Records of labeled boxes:
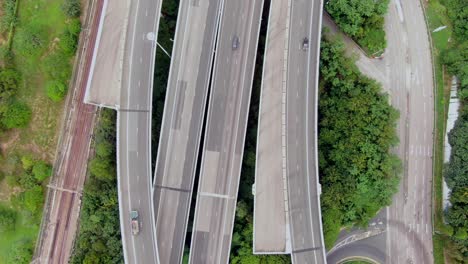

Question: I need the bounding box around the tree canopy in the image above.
[318,39,400,246]
[325,0,389,54]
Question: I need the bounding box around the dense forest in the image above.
[441,0,468,263]
[319,36,401,248]
[70,109,123,263]
[325,0,389,56]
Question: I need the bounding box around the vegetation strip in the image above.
[70,109,123,263]
[318,38,401,248]
[325,0,389,57]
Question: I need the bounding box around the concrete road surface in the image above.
[117,0,161,263]
[286,0,326,263]
[384,0,434,264]
[190,0,263,264]
[322,0,434,264]
[153,0,221,263]
[253,0,291,254]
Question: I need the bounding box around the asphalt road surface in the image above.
[253,0,292,254]
[286,0,326,263]
[190,0,263,264]
[384,0,434,264]
[117,0,161,263]
[322,0,434,264]
[31,1,102,264]
[153,0,221,263]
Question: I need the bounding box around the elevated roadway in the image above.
[189,0,263,264]
[253,0,292,254]
[152,0,222,263]
[286,0,326,263]
[85,0,161,263]
[322,0,434,263]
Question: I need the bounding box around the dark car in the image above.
[302,38,309,50]
[232,36,240,50]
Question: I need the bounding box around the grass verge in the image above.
[424,0,452,264]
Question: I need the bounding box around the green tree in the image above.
[318,37,401,248]
[24,185,44,213]
[0,69,21,101]
[0,205,17,233]
[7,240,33,264]
[62,0,81,18]
[1,101,31,128]
[325,0,389,54]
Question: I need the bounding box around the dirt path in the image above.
[33,0,103,263]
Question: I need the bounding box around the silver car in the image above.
[302,38,309,50]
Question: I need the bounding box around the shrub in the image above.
[0,69,21,101]
[0,205,17,232]
[21,155,36,171]
[1,101,32,128]
[7,240,33,264]
[32,161,52,182]
[46,81,67,102]
[13,23,47,57]
[62,0,81,17]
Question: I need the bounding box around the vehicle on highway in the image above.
[302,38,309,50]
[130,211,140,236]
[232,36,240,50]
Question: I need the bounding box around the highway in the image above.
[153,0,222,263]
[189,0,263,264]
[117,0,161,263]
[286,0,326,263]
[322,0,434,263]
[384,0,434,264]
[253,0,292,254]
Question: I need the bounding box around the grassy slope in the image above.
[426,0,452,264]
[0,0,71,264]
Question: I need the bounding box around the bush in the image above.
[42,50,71,83]
[0,0,18,33]
[5,175,18,187]
[46,81,67,102]
[0,205,18,232]
[7,240,33,264]
[0,69,21,101]
[32,161,52,182]
[1,101,32,128]
[62,0,81,17]
[24,185,44,213]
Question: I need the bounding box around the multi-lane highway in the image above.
[384,0,434,263]
[324,0,434,263]
[117,0,161,263]
[153,0,222,263]
[190,0,263,264]
[286,0,326,263]
[253,0,292,254]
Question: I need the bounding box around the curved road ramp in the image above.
[253,0,326,263]
[85,0,161,263]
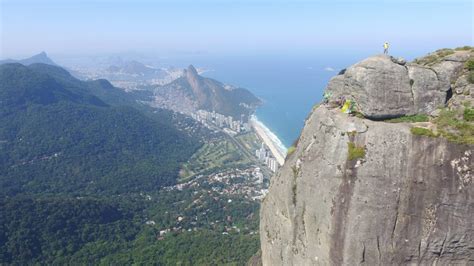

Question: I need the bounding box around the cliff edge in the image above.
[260,47,474,265]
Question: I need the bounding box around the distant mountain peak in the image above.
[0,51,58,66]
[186,65,199,77]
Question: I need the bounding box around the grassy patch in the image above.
[410,127,438,138]
[434,108,474,144]
[454,46,474,51]
[466,59,474,70]
[436,48,454,57]
[463,108,474,122]
[467,70,474,84]
[385,114,430,123]
[286,146,296,156]
[347,142,365,161]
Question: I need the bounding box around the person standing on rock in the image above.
[383,42,389,54]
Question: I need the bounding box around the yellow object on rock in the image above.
[341,100,351,114]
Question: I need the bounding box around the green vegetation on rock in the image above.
[463,108,474,122]
[434,108,474,144]
[347,142,365,161]
[286,146,296,156]
[410,127,438,138]
[385,114,430,123]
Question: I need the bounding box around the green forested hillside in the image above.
[0,64,258,265]
[0,62,198,196]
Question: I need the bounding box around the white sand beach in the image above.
[250,116,286,165]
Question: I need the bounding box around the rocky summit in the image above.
[327,51,470,119]
[260,47,474,265]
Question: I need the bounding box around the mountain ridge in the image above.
[0,51,58,66]
[152,65,261,119]
[260,47,474,265]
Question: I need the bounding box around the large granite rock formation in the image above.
[327,52,469,119]
[260,48,474,266]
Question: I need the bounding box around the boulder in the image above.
[328,55,415,119]
[327,52,469,120]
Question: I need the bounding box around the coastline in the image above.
[249,115,286,166]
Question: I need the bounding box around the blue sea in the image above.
[156,53,418,147]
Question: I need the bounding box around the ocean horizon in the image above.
[157,51,428,149]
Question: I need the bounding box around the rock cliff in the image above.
[260,47,474,265]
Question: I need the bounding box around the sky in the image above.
[0,0,474,58]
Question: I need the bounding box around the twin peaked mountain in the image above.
[153,65,261,118]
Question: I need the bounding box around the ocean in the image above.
[159,54,378,148]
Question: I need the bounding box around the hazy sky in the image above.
[0,0,474,58]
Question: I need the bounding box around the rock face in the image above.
[260,48,474,265]
[327,55,468,119]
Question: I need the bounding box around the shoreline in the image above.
[249,115,286,166]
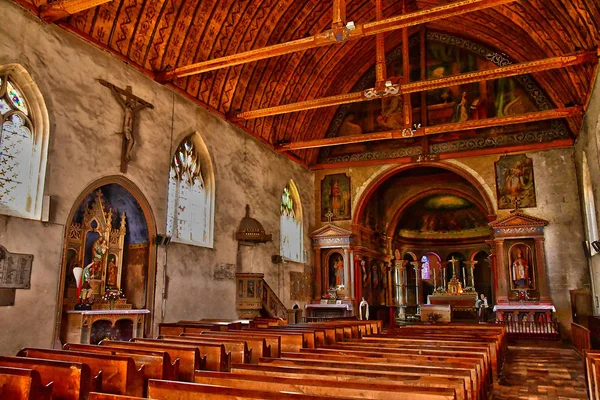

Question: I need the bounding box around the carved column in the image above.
[494,239,508,303]
[463,261,478,287]
[344,247,350,300]
[394,260,408,319]
[315,247,323,299]
[534,237,551,301]
[411,261,423,306]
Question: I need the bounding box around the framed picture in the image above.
[496,154,536,210]
[321,174,352,222]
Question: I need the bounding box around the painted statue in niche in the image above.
[321,174,352,222]
[508,243,535,290]
[329,253,344,287]
[496,154,536,210]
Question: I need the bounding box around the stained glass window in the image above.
[0,75,39,217]
[167,134,214,247]
[279,181,305,262]
[421,256,431,279]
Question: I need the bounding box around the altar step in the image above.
[492,341,587,400]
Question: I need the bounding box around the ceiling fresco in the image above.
[15,0,600,165]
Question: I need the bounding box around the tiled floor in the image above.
[493,341,588,400]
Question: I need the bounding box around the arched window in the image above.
[583,152,598,254]
[421,256,431,279]
[167,133,215,247]
[280,180,304,262]
[0,65,48,219]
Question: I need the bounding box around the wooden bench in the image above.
[0,367,52,400]
[100,340,206,382]
[17,348,144,396]
[63,343,179,396]
[259,358,479,399]
[148,380,359,400]
[157,335,252,364]
[231,364,467,400]
[132,338,231,371]
[195,372,455,400]
[0,356,96,400]
[181,331,274,359]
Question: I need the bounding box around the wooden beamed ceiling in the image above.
[16,0,600,167]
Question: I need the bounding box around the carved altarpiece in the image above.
[309,224,354,300]
[63,190,130,310]
[489,210,551,305]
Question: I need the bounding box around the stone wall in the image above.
[315,148,588,332]
[0,0,315,354]
[575,70,600,315]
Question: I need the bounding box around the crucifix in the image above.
[325,210,334,223]
[98,79,154,173]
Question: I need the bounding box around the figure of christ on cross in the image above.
[99,79,154,173]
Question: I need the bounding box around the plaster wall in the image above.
[575,70,600,315]
[315,147,600,332]
[0,0,315,354]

# What this task involves
Rewrite everything from the line containing "Question: I need the bounding box around the ceiling" down to the end of the listing, substituting "oak" for "wooden" and keeping every other part the same.

# Written solution
Question: I need the bounding box around the ceiling fresco in the image above.
[15,0,600,165]
Question: I need the bounding box around the tiled floor in the image above.
[493,341,588,400]
Question: I need the bounding box around the arched window in the image above.
[583,152,598,254]
[421,256,431,279]
[167,133,215,247]
[280,180,304,262]
[0,65,48,219]
Question: I need the bounding box around the oak bench in the image above.
[0,367,52,400]
[100,340,206,382]
[17,348,144,396]
[63,343,179,396]
[259,358,479,399]
[148,380,359,400]
[157,335,252,364]
[231,364,467,400]
[132,338,231,371]
[195,372,455,400]
[0,356,96,400]
[181,331,274,359]
Question: I need the bounding box around the oak beamed ceiling in the image above.
[16,0,600,167]
Question: I need the bounding box around the carved altarpiece in the image above.
[309,224,354,300]
[63,190,130,310]
[489,210,551,305]
Question: I need the bounding box around the stone wall in the image above.
[315,148,588,332]
[0,0,315,354]
[575,70,600,315]
Question: I need the bounding box around the crucifix in the image above.
[325,210,334,223]
[98,79,154,173]
Question: I need the bounding box around the figure of christ on cross in the image above.
[99,79,154,173]
Question: I need the bounding box around the plaster wall in the image above.
[575,70,600,315]
[315,147,600,332]
[0,0,315,354]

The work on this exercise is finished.